Which of the lines below mention the word "then"? Pull each one out.
====== RECORDS PROVIDED ======
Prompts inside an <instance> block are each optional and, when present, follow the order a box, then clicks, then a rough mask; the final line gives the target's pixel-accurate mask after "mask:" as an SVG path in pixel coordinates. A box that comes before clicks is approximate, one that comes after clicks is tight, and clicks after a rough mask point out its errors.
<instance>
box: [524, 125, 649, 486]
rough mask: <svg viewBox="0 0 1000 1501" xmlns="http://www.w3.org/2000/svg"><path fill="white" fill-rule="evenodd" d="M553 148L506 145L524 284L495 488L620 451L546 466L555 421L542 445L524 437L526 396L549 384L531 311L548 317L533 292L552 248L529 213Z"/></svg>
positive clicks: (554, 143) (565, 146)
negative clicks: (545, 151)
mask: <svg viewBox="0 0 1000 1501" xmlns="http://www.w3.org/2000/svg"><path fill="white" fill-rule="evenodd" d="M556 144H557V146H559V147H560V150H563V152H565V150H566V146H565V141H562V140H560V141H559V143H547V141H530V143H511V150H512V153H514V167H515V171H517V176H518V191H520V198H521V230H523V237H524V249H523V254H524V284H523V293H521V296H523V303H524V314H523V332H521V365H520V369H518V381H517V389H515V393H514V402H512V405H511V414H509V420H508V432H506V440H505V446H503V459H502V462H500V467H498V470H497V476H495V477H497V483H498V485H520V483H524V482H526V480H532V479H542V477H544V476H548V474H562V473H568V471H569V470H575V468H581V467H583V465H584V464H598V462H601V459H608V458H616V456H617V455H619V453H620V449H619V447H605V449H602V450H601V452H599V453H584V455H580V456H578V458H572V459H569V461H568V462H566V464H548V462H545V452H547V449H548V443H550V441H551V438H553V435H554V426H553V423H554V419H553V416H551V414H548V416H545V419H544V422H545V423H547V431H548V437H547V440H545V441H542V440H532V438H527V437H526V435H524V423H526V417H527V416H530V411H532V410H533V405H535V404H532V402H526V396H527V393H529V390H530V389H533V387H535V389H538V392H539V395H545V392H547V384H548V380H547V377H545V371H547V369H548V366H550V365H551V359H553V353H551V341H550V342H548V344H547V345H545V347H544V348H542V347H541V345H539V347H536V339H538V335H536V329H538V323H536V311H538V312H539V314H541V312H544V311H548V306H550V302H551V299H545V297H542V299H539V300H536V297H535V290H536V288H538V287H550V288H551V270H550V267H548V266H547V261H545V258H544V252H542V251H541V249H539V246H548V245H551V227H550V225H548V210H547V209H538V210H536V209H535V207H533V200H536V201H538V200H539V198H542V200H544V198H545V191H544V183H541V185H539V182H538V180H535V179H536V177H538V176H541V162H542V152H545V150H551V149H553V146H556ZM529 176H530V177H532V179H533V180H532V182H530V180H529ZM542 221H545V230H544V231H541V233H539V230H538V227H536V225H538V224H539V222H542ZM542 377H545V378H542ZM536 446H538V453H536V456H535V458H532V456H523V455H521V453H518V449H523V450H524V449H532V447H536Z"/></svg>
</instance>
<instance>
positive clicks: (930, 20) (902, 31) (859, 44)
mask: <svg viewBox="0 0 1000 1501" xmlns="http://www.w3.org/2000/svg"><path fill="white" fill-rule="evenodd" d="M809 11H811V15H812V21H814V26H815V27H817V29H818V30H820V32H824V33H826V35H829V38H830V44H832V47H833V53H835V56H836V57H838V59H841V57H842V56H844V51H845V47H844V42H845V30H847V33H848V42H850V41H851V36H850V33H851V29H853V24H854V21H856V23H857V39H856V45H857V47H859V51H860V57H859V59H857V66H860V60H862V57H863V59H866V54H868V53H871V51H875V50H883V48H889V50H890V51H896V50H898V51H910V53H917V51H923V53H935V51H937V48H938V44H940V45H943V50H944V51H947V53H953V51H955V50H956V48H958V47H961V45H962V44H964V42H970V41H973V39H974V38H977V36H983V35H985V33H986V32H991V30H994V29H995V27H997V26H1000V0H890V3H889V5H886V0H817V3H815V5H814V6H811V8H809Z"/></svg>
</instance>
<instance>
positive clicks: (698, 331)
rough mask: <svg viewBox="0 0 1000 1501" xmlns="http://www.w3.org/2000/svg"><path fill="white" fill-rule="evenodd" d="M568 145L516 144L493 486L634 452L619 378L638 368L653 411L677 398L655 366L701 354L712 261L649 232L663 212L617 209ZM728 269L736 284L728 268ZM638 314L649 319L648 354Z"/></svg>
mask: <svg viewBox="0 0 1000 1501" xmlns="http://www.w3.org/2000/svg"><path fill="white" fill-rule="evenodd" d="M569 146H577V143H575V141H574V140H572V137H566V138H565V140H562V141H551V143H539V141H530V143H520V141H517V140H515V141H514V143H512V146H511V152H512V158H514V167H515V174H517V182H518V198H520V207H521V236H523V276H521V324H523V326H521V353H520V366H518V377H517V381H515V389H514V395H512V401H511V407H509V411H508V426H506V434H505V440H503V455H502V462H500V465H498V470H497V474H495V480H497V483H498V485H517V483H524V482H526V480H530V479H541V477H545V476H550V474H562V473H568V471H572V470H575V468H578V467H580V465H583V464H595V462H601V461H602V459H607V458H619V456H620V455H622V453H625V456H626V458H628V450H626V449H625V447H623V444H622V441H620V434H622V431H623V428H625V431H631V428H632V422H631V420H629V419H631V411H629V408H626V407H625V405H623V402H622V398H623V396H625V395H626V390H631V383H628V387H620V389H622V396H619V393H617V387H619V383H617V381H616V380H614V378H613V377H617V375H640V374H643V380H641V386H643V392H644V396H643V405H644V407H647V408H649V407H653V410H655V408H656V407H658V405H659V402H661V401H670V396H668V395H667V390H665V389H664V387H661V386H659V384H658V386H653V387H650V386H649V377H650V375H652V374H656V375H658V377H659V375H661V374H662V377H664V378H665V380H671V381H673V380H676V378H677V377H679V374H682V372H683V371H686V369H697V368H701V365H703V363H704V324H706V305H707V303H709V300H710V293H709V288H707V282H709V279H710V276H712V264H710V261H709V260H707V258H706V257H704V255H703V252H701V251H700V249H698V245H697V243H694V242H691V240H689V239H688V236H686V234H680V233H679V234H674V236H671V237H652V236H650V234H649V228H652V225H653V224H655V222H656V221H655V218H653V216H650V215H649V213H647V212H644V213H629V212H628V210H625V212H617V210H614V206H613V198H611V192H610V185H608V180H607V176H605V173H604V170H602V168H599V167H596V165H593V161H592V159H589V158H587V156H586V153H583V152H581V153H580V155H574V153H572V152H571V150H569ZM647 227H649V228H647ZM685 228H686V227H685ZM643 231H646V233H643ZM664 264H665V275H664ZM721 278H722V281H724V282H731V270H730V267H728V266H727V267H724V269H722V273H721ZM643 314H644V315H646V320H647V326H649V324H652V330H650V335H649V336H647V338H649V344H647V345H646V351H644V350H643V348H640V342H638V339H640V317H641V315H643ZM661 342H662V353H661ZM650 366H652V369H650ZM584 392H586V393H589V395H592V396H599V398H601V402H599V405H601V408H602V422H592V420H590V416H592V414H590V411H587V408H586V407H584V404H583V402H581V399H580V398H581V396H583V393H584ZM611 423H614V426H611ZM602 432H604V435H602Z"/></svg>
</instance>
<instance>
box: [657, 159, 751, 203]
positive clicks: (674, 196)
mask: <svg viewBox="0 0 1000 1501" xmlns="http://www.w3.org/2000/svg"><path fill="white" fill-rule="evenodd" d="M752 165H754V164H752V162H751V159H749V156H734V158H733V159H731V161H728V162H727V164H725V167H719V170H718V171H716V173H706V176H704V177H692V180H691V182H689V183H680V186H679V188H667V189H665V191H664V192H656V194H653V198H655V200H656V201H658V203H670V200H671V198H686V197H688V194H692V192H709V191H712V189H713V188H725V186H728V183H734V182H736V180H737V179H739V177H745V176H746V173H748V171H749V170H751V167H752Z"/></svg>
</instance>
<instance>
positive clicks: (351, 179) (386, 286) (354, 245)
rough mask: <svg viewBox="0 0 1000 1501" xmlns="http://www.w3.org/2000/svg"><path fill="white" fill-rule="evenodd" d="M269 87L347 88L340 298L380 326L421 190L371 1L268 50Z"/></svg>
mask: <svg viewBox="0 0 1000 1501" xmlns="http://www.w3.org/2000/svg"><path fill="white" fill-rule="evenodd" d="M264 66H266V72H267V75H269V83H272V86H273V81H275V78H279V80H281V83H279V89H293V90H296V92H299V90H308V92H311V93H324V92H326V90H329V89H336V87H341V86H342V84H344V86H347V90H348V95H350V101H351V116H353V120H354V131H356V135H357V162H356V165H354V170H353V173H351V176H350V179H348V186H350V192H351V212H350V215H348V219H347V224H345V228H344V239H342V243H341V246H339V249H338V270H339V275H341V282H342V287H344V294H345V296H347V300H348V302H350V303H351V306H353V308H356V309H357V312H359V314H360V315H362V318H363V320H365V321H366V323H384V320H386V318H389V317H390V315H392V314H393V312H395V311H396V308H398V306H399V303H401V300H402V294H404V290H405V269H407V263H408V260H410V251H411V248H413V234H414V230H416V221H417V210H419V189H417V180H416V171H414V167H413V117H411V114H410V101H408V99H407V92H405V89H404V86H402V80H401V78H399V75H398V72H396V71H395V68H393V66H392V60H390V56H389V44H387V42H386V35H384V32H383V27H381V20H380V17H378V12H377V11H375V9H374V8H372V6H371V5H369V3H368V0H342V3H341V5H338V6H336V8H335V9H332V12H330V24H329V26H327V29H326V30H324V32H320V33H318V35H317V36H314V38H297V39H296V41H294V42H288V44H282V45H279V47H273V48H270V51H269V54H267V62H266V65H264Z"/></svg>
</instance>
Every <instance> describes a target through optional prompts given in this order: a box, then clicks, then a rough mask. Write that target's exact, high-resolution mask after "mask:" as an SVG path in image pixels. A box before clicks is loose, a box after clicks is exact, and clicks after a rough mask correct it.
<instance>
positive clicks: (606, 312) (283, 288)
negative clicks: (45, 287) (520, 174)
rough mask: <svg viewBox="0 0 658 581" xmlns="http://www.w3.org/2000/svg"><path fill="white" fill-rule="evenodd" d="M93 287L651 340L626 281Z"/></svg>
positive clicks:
======
**WRITTEN REPLY:**
Prompts inside an <instance> block are each optional and, when present, follow the order a box, then clicks, then a rough mask; the final line gives the target's pixel-accurate mask after "mask:" as an SVG path in pixel coordinates. A box that comes before clicks is approximate, one that comes after clicks is tight, and clicks after a rough mask point out its errors.
Every <instance> describes a target through optional prompts given in this order: a box, then clicks, then a rough mask. Write that target's exact, high-resolution mask after "mask:" as an SVG path in image pixels. A box before clicks is loose, a box after clicks is exact, and clicks after a rough mask correct it.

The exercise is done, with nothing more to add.